[start of Information given]

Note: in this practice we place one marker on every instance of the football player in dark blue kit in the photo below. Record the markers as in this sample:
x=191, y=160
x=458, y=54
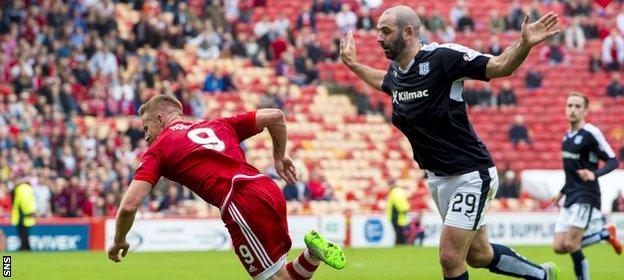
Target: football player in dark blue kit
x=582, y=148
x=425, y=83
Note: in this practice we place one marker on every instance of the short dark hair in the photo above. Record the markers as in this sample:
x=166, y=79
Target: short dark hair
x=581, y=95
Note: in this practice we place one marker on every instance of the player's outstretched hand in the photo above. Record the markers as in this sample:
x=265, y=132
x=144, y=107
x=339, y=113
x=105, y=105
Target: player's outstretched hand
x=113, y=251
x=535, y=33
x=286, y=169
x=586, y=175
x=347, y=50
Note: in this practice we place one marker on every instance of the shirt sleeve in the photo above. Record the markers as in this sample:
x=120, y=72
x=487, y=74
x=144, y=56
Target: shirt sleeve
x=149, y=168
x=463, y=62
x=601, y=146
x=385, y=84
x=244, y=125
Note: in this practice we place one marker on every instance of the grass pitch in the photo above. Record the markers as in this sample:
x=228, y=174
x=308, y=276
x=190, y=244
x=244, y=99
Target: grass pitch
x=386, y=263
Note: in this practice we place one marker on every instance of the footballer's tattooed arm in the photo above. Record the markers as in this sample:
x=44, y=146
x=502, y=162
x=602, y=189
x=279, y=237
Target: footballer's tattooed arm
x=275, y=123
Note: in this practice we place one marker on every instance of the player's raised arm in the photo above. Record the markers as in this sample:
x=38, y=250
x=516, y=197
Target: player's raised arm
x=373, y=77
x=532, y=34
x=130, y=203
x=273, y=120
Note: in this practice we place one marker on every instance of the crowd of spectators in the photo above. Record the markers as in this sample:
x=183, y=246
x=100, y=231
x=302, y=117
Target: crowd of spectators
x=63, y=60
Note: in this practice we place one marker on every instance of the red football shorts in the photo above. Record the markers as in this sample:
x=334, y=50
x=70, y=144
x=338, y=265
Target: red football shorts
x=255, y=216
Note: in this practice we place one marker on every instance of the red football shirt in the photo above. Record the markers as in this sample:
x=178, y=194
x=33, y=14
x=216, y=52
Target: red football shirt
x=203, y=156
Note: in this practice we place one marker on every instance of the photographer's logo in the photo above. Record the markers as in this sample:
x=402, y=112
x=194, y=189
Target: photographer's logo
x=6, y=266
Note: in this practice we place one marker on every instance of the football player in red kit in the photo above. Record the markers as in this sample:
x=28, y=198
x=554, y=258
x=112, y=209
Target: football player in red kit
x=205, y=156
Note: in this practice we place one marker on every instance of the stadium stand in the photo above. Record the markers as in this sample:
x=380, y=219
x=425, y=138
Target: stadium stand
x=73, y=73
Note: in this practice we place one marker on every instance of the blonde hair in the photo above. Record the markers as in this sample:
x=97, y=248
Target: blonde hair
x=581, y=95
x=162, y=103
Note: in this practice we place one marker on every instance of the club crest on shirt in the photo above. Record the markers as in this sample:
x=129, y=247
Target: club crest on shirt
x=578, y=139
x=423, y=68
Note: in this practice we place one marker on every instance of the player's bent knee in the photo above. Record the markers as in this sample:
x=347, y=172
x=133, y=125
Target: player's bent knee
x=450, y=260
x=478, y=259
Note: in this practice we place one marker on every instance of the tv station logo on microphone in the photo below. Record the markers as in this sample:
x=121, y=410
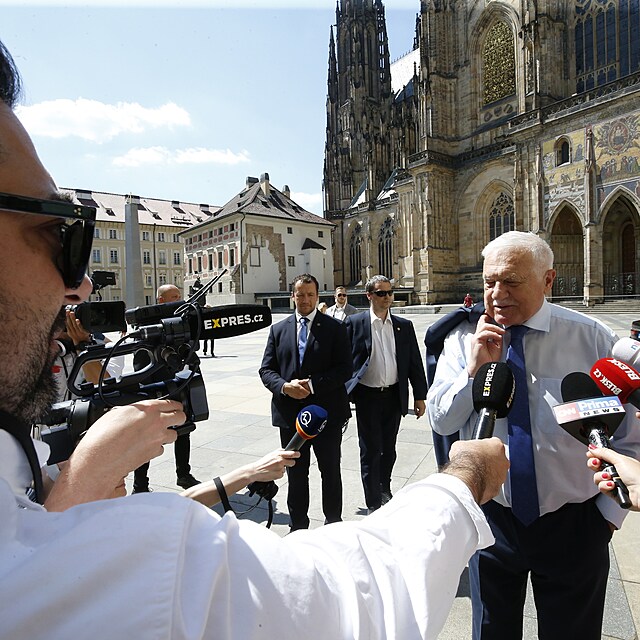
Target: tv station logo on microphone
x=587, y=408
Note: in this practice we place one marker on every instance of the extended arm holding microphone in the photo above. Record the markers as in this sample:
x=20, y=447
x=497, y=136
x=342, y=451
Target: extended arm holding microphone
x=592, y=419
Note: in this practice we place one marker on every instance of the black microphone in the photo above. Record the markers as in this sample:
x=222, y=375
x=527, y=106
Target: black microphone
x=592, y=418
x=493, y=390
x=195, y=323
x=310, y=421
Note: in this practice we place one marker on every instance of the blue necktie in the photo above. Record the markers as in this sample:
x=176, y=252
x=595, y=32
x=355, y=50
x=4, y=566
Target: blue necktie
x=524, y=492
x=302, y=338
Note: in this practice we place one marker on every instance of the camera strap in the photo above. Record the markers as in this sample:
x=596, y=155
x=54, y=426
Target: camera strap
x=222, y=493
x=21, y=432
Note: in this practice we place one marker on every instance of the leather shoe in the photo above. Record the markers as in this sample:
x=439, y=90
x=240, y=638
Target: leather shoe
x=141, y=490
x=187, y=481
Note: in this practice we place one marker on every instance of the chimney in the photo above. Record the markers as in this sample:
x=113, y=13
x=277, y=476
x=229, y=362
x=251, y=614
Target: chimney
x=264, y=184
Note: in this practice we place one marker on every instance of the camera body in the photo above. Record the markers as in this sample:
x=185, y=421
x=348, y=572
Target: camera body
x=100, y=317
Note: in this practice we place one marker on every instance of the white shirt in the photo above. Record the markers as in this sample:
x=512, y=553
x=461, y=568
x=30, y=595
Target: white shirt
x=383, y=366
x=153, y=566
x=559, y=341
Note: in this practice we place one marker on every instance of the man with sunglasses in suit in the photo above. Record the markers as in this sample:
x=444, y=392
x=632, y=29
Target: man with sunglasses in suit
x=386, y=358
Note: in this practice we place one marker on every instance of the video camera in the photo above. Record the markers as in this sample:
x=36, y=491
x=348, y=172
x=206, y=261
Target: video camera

[end of Information given]

What you should do ▸ Reproduce all of the records above line for line, omitting the pictures.

Finished answer ▸
Note: in this practice we place one marker on every instance of the football player in dark blue kit in the photo below. Record the markers as in this sample:
x=191, y=160
x=458, y=54
Target: football player in dark blue kit
x=582, y=148
x=425, y=83
Note: in this practice we place one marker on every instance of the short dark hair in the photo above. Record the markers as in this sample:
x=166, y=79
Target: short dark hair
x=581, y=95
Note: in this practice we place one marker on every instance of the player's outstretched hand in the photo above. Record the markers as in this sample:
x=265, y=132
x=144, y=107
x=339, y=113
x=105, y=105
Target: player's outstretched hand
x=113, y=251
x=535, y=33
x=286, y=169
x=586, y=175
x=347, y=50
Note: in this practice we place one marker on every instance of the shirt sleeve in the photo above. Record the markers as in this sample:
x=120, y=72
x=487, y=74
x=144, y=56
Target: shirt sleeve
x=149, y=168
x=463, y=62
x=601, y=146
x=385, y=84
x=244, y=125
Note: in this practice we place one marker on every instance of the grass pitch in the photo above. Record the markers as in this sample:
x=228, y=174
x=308, y=276
x=190, y=244
x=244, y=99
Target: grass pitch
x=386, y=263
Note: in this practice we place one marker on every instance of the footballer's tattooed arm in the photo above. Record the markers as in this sample:
x=44, y=146
x=502, y=162
x=602, y=189
x=279, y=237
Target: footballer's tattooed arm
x=275, y=123
Note: in this practice we place one marker on every instance of the player's raised arm in the photo above. Record the markers as in this sample:
x=38, y=250
x=516, y=197
Target: player's raised arm
x=373, y=77
x=532, y=34
x=130, y=203
x=273, y=120
Note: in this practice we place one marker on every instance of the crowd of spectators in the photo above. Record the markers as in this sample:
x=183, y=246
x=100, y=231
x=302, y=117
Target: crowd of spectators
x=63, y=60
Note: in this practice we place one marker on every instance of the red football shorts in the photo above. Record the markers as in this sample:
x=334, y=50
x=70, y=144
x=338, y=265
Target: red football shorts
x=255, y=216
Note: in this practice we place one marker on every instance of the red football shirt in the photo above. Record the markers as in this sample:
x=178, y=194
x=33, y=14
x=216, y=52
Target: red football shirt
x=203, y=156
Note: in this practice we place one marker on every instance of the photographer's logo in the photo above. Record the markers as in this sample:
x=402, y=112
x=194, y=189
Target: photographer's logo
x=6, y=266
Note: in this practice we place one marker on every instance of the football player in red kit in the photo above. Record the markers as in this sample:
x=28, y=198
x=554, y=258
x=112, y=209
Target: football player in red kit
x=205, y=156
Note: in this practice we place one marker on every instance of the stadium stand in the photo above. Record the markers as in this sample:
x=380, y=219
x=425, y=138
Target: stadium stand
x=73, y=73
Note: in this practice we place one marker on every instance of the blonde hair in the photo above. Record the markers as in this sample:
x=97, y=248
Target: blonde hair
x=581, y=95
x=162, y=103
Note: in this practice we place one marker on every instance of the club crest on shirt in the photo above. Record the markers as in this sample:
x=129, y=247
Target: club crest on shirt
x=578, y=139
x=423, y=68
Note: in this practice we place one marker on every instance of the player's bent knee in the photo above. Record the markers as in this sample:
x=347, y=172
x=133, y=125
Target: player's bent knee
x=450, y=260
x=478, y=259
Note: in this practice we place one marker on every instance of the tv station logo on microphone in the photo below. Record the markers as in this sample:
x=121, y=410
Target: tv station logo on microphone
x=587, y=408
Note: in this practice we place one marker on every instance of the extended arm holding microphone in the photo above. Record the markers as in this sample:
x=20, y=447
x=497, y=136
x=342, y=451
Target: extended arm holding microphone
x=592, y=419
Note: in this practice we place one marker on every instance of the black microphone in the photo above. Record the markers as in this sample:
x=222, y=375
x=527, y=106
Target: black microphone
x=592, y=418
x=493, y=390
x=195, y=323
x=310, y=421
Note: in this practice we place one marker on every instance of the blue necktie in the photo above. Record the markers as in this sample:
x=176, y=252
x=595, y=32
x=355, y=50
x=4, y=566
Target: blue necktie
x=524, y=492
x=302, y=338
Note: in this practice we place one marker on every instance of the camera strap in the photo above. Record the markers as in this sample:
x=596, y=155
x=54, y=426
Target: camera strap
x=222, y=493
x=21, y=432
Note: in this practice we place one marker on every instance of the leather shoe in the photo above. Record the markers as in this sample:
x=439, y=90
x=240, y=638
Target: leather shoe
x=141, y=490
x=187, y=481
Note: in this practice we place one marker on every instance of the chimney in the photo above. Record the markers as in this sample:
x=113, y=13
x=277, y=476
x=229, y=362
x=251, y=614
Target: chimney
x=264, y=184
Note: in this practice we place one marker on every instance of the camera body in the photo above. Record the markers as in this sample:
x=185, y=421
x=348, y=572
Target: camera body
x=100, y=317
Note: in this practice we place one marker on every instance of the white shirt in the photo above. Record the markers as in this sample:
x=512, y=553
x=461, y=568
x=30, y=595
Target: white shirt
x=383, y=366
x=153, y=566
x=559, y=341
Note: in this practice we place one marker on every instance of the man with sunglasses in suit in the photo above. Record the markers as in this sample:
x=444, y=392
x=632, y=29
Target: man with sunglasses in suit
x=386, y=358
Note: in this practice we place one marker on every instance of the video camera in the photo above. Record the markers as in this sample:
x=36, y=491
x=348, y=172
x=206, y=261
Target: video camera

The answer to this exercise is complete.